Instructions to follow:
The required answer is an exact copy of every entry underneath.

Items listed in a dataset
****************

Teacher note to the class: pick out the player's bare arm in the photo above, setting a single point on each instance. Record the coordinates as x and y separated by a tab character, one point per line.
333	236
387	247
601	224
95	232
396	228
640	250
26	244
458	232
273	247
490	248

****************

Response:
Teacher note to the class: pick out the player's bare arm in the photo above, setting a single point on each instance. Record the coordinates as x and y separated by a tab character, one point per line.
333	236
387	247
601	224
95	232
396	228
640	250
26	244
458	232
273	247
490	248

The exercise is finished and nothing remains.